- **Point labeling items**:

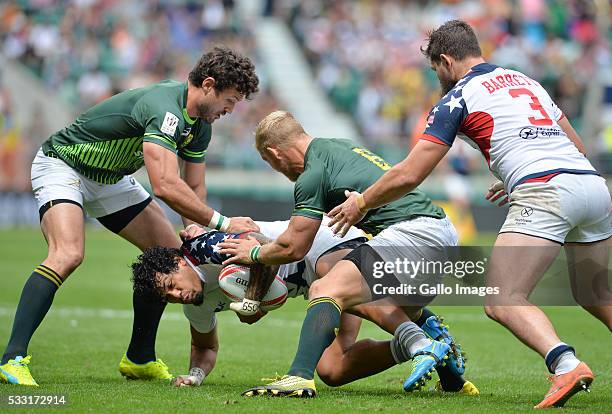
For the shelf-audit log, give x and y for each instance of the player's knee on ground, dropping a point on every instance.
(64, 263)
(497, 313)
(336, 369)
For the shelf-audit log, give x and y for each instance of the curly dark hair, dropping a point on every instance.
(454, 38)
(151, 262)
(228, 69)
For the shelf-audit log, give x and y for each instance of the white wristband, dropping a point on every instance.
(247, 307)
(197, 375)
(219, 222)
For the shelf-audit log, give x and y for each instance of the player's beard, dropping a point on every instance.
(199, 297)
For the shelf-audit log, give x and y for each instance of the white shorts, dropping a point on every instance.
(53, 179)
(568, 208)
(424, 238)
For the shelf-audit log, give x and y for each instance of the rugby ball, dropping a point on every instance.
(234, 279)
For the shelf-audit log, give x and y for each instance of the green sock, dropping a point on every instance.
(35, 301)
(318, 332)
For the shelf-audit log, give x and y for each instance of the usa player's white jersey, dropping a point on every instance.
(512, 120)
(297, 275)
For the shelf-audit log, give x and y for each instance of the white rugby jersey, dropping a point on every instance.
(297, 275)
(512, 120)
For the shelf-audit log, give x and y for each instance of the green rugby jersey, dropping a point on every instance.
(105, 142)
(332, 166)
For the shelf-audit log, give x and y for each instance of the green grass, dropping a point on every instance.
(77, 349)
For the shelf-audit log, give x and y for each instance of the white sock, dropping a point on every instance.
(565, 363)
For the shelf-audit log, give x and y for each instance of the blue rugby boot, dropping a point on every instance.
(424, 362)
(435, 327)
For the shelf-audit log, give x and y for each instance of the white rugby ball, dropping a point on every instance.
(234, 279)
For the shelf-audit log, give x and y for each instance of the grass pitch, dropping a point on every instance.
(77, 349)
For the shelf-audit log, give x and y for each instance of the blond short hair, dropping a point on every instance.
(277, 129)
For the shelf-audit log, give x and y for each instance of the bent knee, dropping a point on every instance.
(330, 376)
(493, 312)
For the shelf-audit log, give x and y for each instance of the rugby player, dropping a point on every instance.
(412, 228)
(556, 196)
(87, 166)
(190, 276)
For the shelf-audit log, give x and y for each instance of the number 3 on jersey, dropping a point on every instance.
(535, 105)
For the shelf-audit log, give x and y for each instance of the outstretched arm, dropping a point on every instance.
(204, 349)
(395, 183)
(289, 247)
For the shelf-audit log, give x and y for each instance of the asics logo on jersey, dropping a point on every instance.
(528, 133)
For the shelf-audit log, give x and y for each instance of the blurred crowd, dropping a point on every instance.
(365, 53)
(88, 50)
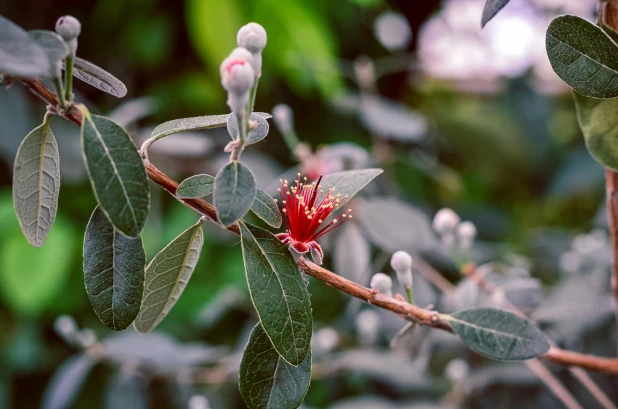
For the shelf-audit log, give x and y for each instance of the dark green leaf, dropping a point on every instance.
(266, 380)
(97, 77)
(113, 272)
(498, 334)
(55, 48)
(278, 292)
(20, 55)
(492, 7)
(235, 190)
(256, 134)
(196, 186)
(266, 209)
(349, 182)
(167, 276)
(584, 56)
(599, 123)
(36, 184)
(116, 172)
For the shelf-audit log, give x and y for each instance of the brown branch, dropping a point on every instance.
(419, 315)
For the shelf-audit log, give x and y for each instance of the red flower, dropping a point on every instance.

==

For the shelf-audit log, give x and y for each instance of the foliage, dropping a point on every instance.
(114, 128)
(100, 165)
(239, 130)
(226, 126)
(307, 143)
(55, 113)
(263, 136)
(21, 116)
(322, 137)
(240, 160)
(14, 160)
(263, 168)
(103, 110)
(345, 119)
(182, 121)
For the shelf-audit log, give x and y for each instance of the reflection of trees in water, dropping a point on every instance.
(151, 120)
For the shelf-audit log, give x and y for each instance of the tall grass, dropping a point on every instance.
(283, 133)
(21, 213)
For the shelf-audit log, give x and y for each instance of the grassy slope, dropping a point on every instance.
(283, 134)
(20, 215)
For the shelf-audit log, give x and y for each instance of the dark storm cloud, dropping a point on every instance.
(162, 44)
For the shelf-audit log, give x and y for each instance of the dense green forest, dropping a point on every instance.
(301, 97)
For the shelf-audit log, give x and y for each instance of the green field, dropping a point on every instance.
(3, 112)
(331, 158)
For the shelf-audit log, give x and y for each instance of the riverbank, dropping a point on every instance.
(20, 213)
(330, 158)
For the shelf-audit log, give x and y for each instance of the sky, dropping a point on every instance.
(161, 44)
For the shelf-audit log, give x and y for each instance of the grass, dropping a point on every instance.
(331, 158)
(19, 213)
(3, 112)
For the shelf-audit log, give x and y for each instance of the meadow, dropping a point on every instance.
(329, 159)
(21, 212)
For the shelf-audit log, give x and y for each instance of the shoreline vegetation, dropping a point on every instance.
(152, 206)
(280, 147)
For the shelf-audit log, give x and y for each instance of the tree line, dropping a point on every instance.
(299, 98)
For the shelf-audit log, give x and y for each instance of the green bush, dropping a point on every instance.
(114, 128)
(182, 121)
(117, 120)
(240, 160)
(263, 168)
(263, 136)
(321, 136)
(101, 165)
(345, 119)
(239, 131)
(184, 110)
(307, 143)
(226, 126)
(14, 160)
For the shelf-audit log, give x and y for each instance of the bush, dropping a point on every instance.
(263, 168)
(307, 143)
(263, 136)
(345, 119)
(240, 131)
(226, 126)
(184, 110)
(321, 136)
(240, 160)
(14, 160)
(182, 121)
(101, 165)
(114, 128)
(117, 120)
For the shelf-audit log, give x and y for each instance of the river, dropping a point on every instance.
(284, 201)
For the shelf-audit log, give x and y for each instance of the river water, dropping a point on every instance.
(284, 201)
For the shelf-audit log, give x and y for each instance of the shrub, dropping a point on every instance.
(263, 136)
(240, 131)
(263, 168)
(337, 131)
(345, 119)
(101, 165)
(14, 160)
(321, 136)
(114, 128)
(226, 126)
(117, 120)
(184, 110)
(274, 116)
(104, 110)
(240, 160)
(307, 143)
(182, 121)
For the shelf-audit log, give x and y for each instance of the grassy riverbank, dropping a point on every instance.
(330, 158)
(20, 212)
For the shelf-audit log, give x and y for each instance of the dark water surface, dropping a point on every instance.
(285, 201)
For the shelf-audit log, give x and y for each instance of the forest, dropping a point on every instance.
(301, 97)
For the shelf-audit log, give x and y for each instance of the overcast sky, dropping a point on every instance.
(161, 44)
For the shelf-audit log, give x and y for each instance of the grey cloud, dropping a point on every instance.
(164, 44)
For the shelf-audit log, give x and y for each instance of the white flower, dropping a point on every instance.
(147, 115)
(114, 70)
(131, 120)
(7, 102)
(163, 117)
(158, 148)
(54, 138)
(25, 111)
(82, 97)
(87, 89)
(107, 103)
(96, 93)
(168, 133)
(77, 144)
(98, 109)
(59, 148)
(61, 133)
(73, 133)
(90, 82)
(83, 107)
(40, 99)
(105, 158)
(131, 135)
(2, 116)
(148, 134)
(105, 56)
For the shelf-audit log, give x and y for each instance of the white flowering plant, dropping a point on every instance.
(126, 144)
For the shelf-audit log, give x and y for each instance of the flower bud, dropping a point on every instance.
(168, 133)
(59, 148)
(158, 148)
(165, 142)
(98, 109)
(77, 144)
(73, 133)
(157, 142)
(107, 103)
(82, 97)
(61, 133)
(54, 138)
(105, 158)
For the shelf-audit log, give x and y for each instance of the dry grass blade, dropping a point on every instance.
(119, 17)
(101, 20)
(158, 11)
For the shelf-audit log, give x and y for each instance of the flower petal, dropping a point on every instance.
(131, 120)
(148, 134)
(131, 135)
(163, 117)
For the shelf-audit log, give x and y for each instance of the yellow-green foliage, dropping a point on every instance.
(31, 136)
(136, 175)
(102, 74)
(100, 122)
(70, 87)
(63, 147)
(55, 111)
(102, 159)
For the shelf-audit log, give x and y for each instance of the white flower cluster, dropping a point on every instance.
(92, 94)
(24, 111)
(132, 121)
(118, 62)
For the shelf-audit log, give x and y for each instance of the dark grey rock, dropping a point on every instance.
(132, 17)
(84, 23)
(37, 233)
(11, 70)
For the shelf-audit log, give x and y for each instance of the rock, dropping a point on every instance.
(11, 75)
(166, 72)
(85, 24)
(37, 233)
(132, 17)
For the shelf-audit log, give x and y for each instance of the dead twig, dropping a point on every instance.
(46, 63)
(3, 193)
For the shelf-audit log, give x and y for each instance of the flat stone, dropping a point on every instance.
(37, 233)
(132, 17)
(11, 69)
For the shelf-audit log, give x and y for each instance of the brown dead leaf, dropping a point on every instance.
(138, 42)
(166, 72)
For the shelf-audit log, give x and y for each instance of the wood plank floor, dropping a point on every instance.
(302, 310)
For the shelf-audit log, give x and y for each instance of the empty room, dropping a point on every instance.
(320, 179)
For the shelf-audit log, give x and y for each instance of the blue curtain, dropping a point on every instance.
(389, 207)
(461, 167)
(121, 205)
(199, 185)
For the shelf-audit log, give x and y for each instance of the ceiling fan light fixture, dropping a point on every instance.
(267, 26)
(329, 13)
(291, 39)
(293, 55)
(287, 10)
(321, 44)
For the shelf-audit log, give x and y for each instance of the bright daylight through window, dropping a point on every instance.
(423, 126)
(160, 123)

--

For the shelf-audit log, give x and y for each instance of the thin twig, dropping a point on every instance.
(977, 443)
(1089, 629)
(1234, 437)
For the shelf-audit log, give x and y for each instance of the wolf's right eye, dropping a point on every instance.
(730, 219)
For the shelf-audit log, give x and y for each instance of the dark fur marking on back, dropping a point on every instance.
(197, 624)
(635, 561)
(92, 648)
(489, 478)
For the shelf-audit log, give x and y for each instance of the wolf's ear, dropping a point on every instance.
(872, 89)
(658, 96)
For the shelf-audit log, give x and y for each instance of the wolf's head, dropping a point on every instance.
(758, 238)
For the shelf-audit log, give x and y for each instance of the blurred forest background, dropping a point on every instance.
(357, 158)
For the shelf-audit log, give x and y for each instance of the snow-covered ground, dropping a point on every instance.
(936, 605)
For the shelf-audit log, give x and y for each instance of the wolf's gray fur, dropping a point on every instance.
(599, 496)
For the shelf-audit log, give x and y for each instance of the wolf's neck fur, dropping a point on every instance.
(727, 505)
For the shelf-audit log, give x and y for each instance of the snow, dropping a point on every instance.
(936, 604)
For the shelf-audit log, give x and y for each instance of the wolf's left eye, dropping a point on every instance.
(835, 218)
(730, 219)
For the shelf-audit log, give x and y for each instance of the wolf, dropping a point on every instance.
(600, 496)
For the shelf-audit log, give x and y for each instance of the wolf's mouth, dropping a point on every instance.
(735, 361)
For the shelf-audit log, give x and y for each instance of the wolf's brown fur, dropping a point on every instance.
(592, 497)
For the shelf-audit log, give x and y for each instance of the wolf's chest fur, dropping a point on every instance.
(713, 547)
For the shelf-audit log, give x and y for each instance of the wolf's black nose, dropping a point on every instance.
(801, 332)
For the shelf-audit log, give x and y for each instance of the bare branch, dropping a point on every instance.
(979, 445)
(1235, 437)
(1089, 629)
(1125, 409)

- **Problem statement**: Pull out every line of the items above that contains the word "green", copying each one in full.

- **Exercise result**:
For the shelf-audit log, give x and y for each instance of the green sock, dropping a point on every instance.
For the shelf-audit log, give x and y for each instance of the green rugby jersey, dropping a point on every instance.
For the shelf-audit log, give x and y for each instance of the green grass, dropping a point on every instance.
For the shelf-audit log, give x and y for each instance of the dark green leaf, dropping a point on every instance.
For the shelf-audit log, give x and y for each instance of the dense green forest, dropping a point on every instance.
For the shelf-audit log, give x and y for each instance of the green field, dropping a point on every instance.
For the shelf-audit log, give x and y for each instance of the green bush, dropping a point on every instance.
For the shelf-audit log, give x and y for each instance of the yellow-green foliage, dropping a point on every instance.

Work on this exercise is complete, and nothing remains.